* DATASET RECORDS
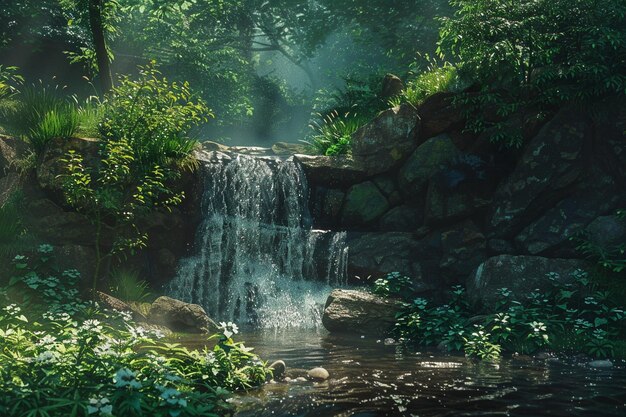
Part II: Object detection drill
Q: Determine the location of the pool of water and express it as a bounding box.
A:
[183,330,626,417]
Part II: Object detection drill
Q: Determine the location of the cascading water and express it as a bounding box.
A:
[169,155,347,328]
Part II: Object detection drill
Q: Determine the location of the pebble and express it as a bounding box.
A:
[587,360,613,368]
[270,361,287,379]
[307,368,330,381]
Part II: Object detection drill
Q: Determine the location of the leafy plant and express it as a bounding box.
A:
[109,268,151,302]
[100,62,212,171]
[61,139,184,290]
[374,270,626,360]
[304,111,366,156]
[389,57,459,106]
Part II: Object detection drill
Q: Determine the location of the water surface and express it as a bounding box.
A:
[185,329,626,417]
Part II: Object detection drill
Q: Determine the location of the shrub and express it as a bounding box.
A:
[3,82,79,154]
[109,268,151,302]
[0,245,270,417]
[375,271,626,360]
[305,111,366,156]
[390,61,459,106]
[100,62,211,171]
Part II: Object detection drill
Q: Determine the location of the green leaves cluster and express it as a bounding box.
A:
[100,62,212,170]
[439,0,626,146]
[375,271,626,360]
[0,245,270,417]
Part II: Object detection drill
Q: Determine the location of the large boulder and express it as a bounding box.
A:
[352,104,419,175]
[348,232,422,284]
[379,204,423,232]
[398,135,459,198]
[439,220,487,281]
[322,290,402,337]
[490,108,591,236]
[148,296,218,333]
[467,255,590,306]
[294,155,368,187]
[0,135,28,174]
[341,181,389,225]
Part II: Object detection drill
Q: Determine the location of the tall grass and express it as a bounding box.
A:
[1,82,80,154]
[389,61,459,106]
[109,268,151,302]
[304,110,367,156]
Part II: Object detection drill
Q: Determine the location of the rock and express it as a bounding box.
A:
[398,135,459,199]
[380,74,404,100]
[379,205,423,232]
[272,142,311,156]
[490,108,591,236]
[515,168,626,257]
[322,290,402,336]
[348,232,422,285]
[294,155,368,188]
[352,104,419,176]
[341,181,389,225]
[487,239,515,255]
[269,361,287,380]
[307,368,330,381]
[417,93,465,140]
[439,220,487,281]
[202,140,229,152]
[585,216,626,249]
[148,296,219,333]
[587,360,613,369]
[37,138,100,196]
[0,135,28,172]
[467,255,591,306]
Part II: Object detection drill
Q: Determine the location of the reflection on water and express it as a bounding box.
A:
[180,330,626,417]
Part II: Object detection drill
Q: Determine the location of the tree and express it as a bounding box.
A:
[89,0,113,94]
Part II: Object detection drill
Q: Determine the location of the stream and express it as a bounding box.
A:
[183,329,626,417]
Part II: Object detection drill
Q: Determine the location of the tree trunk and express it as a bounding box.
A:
[89,0,113,94]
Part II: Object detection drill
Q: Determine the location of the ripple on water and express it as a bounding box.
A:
[179,330,626,417]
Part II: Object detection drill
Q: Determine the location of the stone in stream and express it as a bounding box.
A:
[307,368,330,381]
[270,361,287,379]
[148,296,219,333]
[587,360,613,369]
[322,290,402,336]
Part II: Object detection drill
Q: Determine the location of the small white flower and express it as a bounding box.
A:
[220,321,239,339]
[87,397,113,416]
[35,350,57,363]
[113,368,141,389]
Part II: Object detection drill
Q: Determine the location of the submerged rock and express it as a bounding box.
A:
[307,368,330,381]
[148,296,218,333]
[269,361,287,379]
[322,290,402,335]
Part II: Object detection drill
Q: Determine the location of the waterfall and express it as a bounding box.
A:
[168,155,347,328]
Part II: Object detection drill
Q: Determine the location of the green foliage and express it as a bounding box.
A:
[0,245,270,417]
[0,65,24,101]
[109,268,151,302]
[61,135,184,290]
[100,63,210,170]
[375,271,626,360]
[439,0,626,147]
[390,58,459,106]
[572,210,626,274]
[0,82,79,154]
[0,191,28,256]
[304,111,366,156]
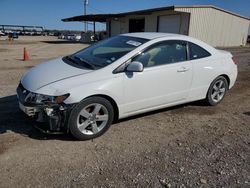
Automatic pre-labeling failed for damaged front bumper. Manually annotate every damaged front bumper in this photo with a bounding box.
[17,84,74,133]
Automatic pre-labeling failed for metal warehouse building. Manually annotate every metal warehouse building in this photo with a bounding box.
[63,5,250,47]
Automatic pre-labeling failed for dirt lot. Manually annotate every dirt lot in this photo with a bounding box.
[0,37,250,187]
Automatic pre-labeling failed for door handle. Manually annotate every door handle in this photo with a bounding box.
[177,67,189,72]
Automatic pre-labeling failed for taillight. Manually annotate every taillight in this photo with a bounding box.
[232,57,237,65]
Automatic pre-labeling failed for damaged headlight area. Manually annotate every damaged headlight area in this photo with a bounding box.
[17,84,74,133]
[25,92,70,104]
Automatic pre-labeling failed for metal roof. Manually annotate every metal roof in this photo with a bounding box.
[62,5,250,22]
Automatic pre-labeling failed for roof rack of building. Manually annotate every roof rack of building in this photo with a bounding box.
[62,5,250,22]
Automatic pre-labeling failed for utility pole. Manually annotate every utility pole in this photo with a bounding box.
[84,0,89,33]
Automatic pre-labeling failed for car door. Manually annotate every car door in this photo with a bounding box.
[124,40,192,113]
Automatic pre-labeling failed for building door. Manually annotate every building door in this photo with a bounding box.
[158,15,181,34]
[129,18,145,33]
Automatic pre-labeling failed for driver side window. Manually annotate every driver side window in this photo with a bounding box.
[132,40,187,68]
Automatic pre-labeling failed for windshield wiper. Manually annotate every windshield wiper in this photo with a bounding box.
[73,56,96,70]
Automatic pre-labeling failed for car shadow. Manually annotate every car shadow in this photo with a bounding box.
[114,100,207,124]
[0,95,76,141]
[0,95,207,141]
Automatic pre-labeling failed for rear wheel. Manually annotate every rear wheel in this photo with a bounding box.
[206,76,228,106]
[69,97,114,140]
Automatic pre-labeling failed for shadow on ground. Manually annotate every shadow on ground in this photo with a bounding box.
[0,95,209,141]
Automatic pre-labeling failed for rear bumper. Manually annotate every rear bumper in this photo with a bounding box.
[229,65,238,89]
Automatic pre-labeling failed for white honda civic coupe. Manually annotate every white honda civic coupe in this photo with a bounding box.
[17,33,237,140]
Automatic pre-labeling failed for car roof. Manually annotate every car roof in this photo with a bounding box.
[121,32,185,40]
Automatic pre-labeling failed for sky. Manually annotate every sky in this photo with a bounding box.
[0,0,250,30]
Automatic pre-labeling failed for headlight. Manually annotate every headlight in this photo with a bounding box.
[26,92,69,104]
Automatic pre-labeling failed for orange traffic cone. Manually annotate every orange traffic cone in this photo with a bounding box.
[23,48,29,61]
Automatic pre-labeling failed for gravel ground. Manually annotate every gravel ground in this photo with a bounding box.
[0,37,250,187]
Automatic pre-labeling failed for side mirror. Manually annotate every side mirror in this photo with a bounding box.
[126,61,144,72]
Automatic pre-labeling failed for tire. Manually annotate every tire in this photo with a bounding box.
[206,76,228,106]
[68,97,114,140]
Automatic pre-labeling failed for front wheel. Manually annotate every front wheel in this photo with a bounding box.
[206,76,228,106]
[69,97,114,140]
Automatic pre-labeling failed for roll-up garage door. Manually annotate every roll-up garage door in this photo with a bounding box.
[158,15,181,33]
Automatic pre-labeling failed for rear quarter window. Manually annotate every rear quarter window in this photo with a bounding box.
[188,42,211,60]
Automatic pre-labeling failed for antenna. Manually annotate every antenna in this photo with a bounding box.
[84,0,89,33]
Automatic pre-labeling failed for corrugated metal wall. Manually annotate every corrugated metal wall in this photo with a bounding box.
[175,8,250,47]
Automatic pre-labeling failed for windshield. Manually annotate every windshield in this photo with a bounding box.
[66,36,148,69]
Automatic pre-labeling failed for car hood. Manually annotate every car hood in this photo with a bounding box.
[21,58,93,92]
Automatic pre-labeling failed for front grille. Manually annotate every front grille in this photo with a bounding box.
[17,83,30,104]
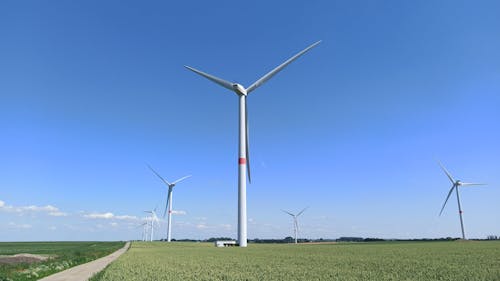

* REQUIRED TASK
Pull out the lines from the start of the material through the line containing "[169,155,347,328]", reproducing them verbatim with both ends included. Leave the pictures out of your answer.

* TASK SOLUTION
Part II: Object detection drill
Q: Determine the location of the pool of water and express it as a bounding box.
A:
[183,330,626,417]
Part II: Object detection drill
Q: Determine the location of the cascading water and express it as a bounding box.
A:
[169,155,347,328]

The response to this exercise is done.